[Items listed in a dataset]

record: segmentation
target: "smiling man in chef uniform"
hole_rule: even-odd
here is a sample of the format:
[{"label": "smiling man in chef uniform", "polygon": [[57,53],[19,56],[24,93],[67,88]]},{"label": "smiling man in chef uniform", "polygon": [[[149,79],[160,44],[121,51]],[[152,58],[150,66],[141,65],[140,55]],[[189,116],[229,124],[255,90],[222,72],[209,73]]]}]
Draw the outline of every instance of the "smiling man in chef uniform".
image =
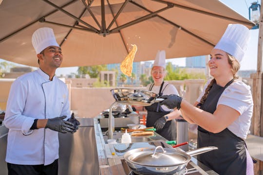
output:
[{"label": "smiling man in chef uniform", "polygon": [[9,175],[57,175],[58,132],[74,133],[79,122],[71,117],[67,86],[55,76],[63,54],[53,29],[38,29],[32,44],[39,68],[11,86],[3,121],[9,129],[5,160]]}]

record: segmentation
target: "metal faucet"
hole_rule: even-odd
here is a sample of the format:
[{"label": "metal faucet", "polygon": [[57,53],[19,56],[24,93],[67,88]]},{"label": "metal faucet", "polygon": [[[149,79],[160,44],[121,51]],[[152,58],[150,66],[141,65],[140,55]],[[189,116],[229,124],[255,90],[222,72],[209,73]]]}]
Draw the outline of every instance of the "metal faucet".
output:
[{"label": "metal faucet", "polygon": [[[115,124],[114,117],[113,117],[113,108],[115,105],[117,104],[118,102],[114,102],[110,107],[110,111],[109,112],[109,120],[108,120],[108,139],[113,139],[113,133],[115,131]],[[132,112],[132,108],[130,105],[127,105],[129,108],[129,111]]]}]

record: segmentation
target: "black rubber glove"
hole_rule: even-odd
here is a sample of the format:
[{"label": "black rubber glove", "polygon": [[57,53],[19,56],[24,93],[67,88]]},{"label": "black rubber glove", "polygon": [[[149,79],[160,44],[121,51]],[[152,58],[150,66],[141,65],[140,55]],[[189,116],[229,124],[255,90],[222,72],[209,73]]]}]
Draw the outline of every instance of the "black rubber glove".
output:
[{"label": "black rubber glove", "polygon": [[163,95],[159,98],[165,99],[160,102],[160,105],[165,105],[169,109],[177,108],[179,110],[181,107],[181,103],[183,98],[177,95]]},{"label": "black rubber glove", "polygon": [[77,129],[78,129],[78,126],[80,124],[80,123],[79,122],[79,121],[76,119],[74,113],[71,114],[71,117],[68,119],[67,121],[73,123],[74,130],[71,133],[74,133],[75,132]]},{"label": "black rubber glove", "polygon": [[67,132],[72,132],[74,131],[73,123],[63,120],[66,118],[67,116],[64,116],[48,119],[45,128],[62,133],[66,133]]},{"label": "black rubber glove", "polygon": [[163,116],[158,119],[154,124],[154,128],[156,129],[156,131],[161,130],[164,127],[166,123],[166,120],[164,116]]}]

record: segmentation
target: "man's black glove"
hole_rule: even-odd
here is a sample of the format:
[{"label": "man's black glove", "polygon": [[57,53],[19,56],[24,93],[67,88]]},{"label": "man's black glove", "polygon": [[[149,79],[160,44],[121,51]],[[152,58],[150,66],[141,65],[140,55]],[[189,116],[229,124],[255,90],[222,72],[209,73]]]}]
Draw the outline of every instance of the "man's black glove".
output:
[{"label": "man's black glove", "polygon": [[169,109],[174,109],[176,107],[179,110],[181,107],[181,102],[183,98],[177,95],[163,95],[159,98],[165,99],[160,102],[160,105],[165,105]]},{"label": "man's black glove", "polygon": [[55,117],[53,119],[48,119],[45,128],[49,128],[53,131],[66,133],[67,132],[72,132],[74,131],[73,123],[71,122],[66,121],[63,119],[67,118],[67,116]]},{"label": "man's black glove", "polygon": [[164,127],[166,123],[166,120],[165,116],[163,116],[159,118],[154,124],[154,127],[156,129],[156,131],[161,130]]},{"label": "man's black glove", "polygon": [[71,133],[74,133],[75,132],[77,129],[78,129],[78,126],[80,124],[80,123],[76,119],[74,116],[74,113],[71,114],[71,117],[68,119],[67,121],[73,123],[73,127],[74,127],[74,130]]}]

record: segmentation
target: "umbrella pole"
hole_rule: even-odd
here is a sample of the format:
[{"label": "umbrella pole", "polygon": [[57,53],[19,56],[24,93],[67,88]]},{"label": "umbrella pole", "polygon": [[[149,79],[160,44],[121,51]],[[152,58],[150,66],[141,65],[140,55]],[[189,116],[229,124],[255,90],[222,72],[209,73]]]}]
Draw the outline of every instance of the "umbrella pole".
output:
[{"label": "umbrella pole", "polygon": [[[261,0],[261,3],[263,0]],[[259,40],[258,45],[258,62],[257,67],[255,92],[254,97],[255,102],[254,114],[254,134],[256,136],[261,136],[261,119],[262,119],[262,52],[263,46],[263,11],[262,6],[261,7],[260,20],[259,24]]]}]

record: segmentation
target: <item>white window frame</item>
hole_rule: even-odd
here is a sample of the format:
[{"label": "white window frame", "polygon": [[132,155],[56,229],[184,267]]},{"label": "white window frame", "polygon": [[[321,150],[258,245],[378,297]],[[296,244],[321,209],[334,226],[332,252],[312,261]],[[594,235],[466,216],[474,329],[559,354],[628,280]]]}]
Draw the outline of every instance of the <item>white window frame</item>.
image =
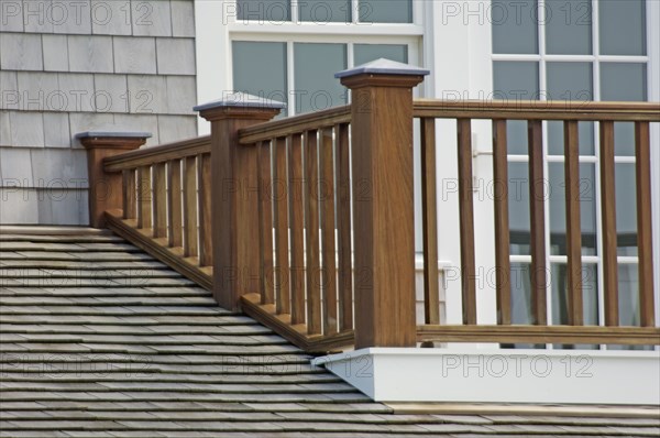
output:
[{"label": "white window frame", "polygon": [[[294,43],[348,44],[348,68],[353,66],[353,44],[406,44],[408,62],[421,64],[424,7],[426,0],[413,0],[413,23],[360,23],[359,0],[352,0],[352,22],[317,24],[298,20],[298,0],[292,0],[290,22],[237,20],[235,0],[196,0],[197,99],[208,102],[232,91],[232,42],[260,41],[287,44],[287,86],[294,87]],[[234,9],[232,9],[232,7]],[[220,19],[219,19],[220,18]],[[212,54],[212,55],[211,55]],[[287,114],[295,113],[288,106]],[[200,134],[210,131],[209,123],[198,121]]]}]

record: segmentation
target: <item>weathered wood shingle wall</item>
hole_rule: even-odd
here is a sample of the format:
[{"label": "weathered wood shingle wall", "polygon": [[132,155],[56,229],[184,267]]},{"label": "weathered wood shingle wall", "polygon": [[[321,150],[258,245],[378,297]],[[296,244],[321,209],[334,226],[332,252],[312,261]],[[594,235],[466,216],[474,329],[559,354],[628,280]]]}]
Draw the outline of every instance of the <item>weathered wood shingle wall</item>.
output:
[{"label": "weathered wood shingle wall", "polygon": [[0,0],[0,223],[85,225],[77,132],[195,136],[194,0]]}]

• **Task to carry out**
Reproduce each line of the records exactly, and omit every picture.

• **Completed task**
record: segmentation
target: "smiling man in chef uniform"
hole_rule: even-odd
here is a sample of the format:
[{"label": "smiling man in chef uniform", "polygon": [[57,53],[19,56],[24,93],[67,88]]},{"label": "smiling man in chef uniform", "polygon": [[[149,79],[160,44],[121,51]],[[152,58],[150,66],[141,65],[140,55]],[[189,116],[229,124],[255,90],[222,72],[209,73]]]}]
Draw the outline of every instance of the "smiling man in chef uniform".
image =
output:
[{"label": "smiling man in chef uniform", "polygon": [[9,175],[57,175],[58,132],[74,133],[79,122],[71,117],[67,86],[55,76],[63,54],[53,29],[38,29],[32,44],[39,68],[11,86],[3,121],[9,129],[5,160]]}]

record: segmentation
target: "metal faucet"
hole_rule: even-odd
here is a sample of the format:
[{"label": "metal faucet", "polygon": [[57,53],[19,56],[24,93],[67,88]]},{"label": "metal faucet", "polygon": [[[149,79],[160,44],[121,51]],[[152,58],[150,66],[141,65],[140,55]],[[189,116],[229,124],[255,90],[222,72],[209,73]]]}]
Draw the outline of every instance of the "metal faucet".
output:
[{"label": "metal faucet", "polygon": [[[115,124],[114,117],[113,117],[113,108],[115,105],[117,104],[118,102],[114,102],[110,107],[110,111],[109,112],[109,120],[108,120],[108,139],[113,139],[113,133],[115,131]],[[132,112],[132,108],[130,105],[127,105],[129,108],[129,111]]]}]

record: segmentation
target: "black rubber glove"
hole_rule: even-odd
here is a sample of the format:
[{"label": "black rubber glove", "polygon": [[57,53],[19,56],[24,93],[67,88]]},{"label": "black rubber glove", "polygon": [[[149,79],[160,44],[121,51]],[[152,58],[150,66],[141,65],[140,55]],[[189,116],[229,124],[255,90],[222,72],[209,73]]]}]
Draw the outline of every instance of the "black rubber glove".
output:
[{"label": "black rubber glove", "polygon": [[163,95],[159,98],[165,99],[160,102],[160,105],[165,105],[169,109],[177,108],[179,110],[181,107],[181,103],[183,98],[177,95]]},{"label": "black rubber glove", "polygon": [[77,129],[78,129],[78,126],[80,124],[80,123],[79,122],[79,121],[76,119],[74,113],[71,114],[71,117],[68,119],[67,121],[73,123],[74,130],[71,133],[74,133],[75,132]]},{"label": "black rubber glove", "polygon": [[67,132],[72,132],[74,131],[73,123],[63,120],[66,118],[67,116],[64,116],[48,119],[45,128],[62,133],[66,133]]},{"label": "black rubber glove", "polygon": [[163,116],[158,119],[154,124],[154,128],[156,129],[156,131],[161,130],[164,127],[166,123],[166,120],[164,116]]}]

record: segmentation
target: "man's black glove"
hole_rule: even-odd
here is a sample of the format:
[{"label": "man's black glove", "polygon": [[57,53],[19,56],[24,93],[67,88]]},{"label": "man's black glove", "polygon": [[[149,79],[160,44],[121,51]],[[152,58],[150,66],[141,65],[140,55]],[[189,116],[229,124],[255,90],[222,72],[209,73]]]}]
Draw the outline of every instance of the "man's black glove".
output:
[{"label": "man's black glove", "polygon": [[169,109],[174,109],[176,107],[179,110],[181,107],[181,102],[183,98],[177,95],[163,95],[159,98],[165,99],[160,102],[160,105],[165,105]]},{"label": "man's black glove", "polygon": [[55,117],[53,119],[48,119],[45,128],[49,128],[53,131],[66,133],[67,132],[72,132],[74,131],[73,123],[71,122],[66,121],[63,119],[67,118],[67,116]]},{"label": "man's black glove", "polygon": [[164,127],[166,123],[166,120],[165,116],[163,116],[159,118],[154,124],[154,127],[156,129],[156,131],[161,130]]},{"label": "man's black glove", "polygon": [[71,133],[74,133],[75,132],[77,129],[78,129],[78,126],[80,124],[80,123],[76,119],[74,116],[74,113],[71,114],[71,117],[68,119],[67,121],[73,123],[73,127],[74,127],[74,130]]}]

record: segmentation
target: "umbrella pole"
hole_rule: even-odd
here is a sample of the format:
[{"label": "umbrella pole", "polygon": [[57,53],[19,56],[24,93],[67,88]]},{"label": "umbrella pole", "polygon": [[[149,79],[160,44],[121,51]],[[152,58],[150,66],[141,65],[140,55]],[[189,116],[229,124],[255,90],[222,72],[209,73]]]}]
Draw the outline of every instance of the "umbrella pole".
output:
[{"label": "umbrella pole", "polygon": [[[261,0],[261,3],[263,0]],[[259,40],[258,45],[258,62],[257,67],[255,92],[254,97],[255,102],[254,114],[254,134],[256,136],[261,136],[261,119],[262,119],[262,52],[263,46],[263,11],[262,6],[261,7],[260,20],[259,24]]]}]

record: segmentation
target: <item>white window frame</item>
hole_rule: even-odd
here is a sample of the format:
[{"label": "white window frame", "polygon": [[132,155],[56,229],[184,267]]},{"label": "white window frame", "polygon": [[[321,150],[258,245],[378,297]],[[296,244],[321,209],[334,226],[332,252],[312,261]],[[594,235],[466,216],[474,329],[559,354],[628,280]]]}]
Draw the outline of every instance of the <item>white window frame</item>.
image =
output:
[{"label": "white window frame", "polygon": [[[294,43],[348,44],[348,68],[353,66],[353,44],[406,44],[408,62],[421,64],[424,7],[426,0],[413,0],[413,23],[360,23],[359,0],[352,0],[352,22],[317,24],[298,20],[298,0],[292,0],[290,22],[237,20],[235,0],[196,0],[197,99],[208,102],[232,91],[232,42],[260,41],[287,44],[287,86],[294,87]],[[234,9],[232,9],[232,7]],[[220,19],[219,19],[220,18]],[[212,54],[212,55],[211,55]],[[287,114],[295,113],[288,106]],[[200,134],[210,131],[209,123],[198,121]]]}]

record: segmentation
target: <item>weathered wood shingle wall</item>
hole_rule: even-odd
here is a sample of the format:
[{"label": "weathered wood shingle wall", "polygon": [[132,155],[56,229],[184,267]]},{"label": "weathered wood shingle wall", "polygon": [[[321,150],[258,245],[378,297]],[[296,244],[321,209],[334,226],[332,252],[312,261]],[[594,235],[466,216],[474,329],[559,354],[628,280]]]}]
Draw the outline of every instance of the <item>weathered wood shingle wall</item>.
output:
[{"label": "weathered wood shingle wall", "polygon": [[0,0],[0,223],[85,225],[77,132],[195,136],[194,0]]}]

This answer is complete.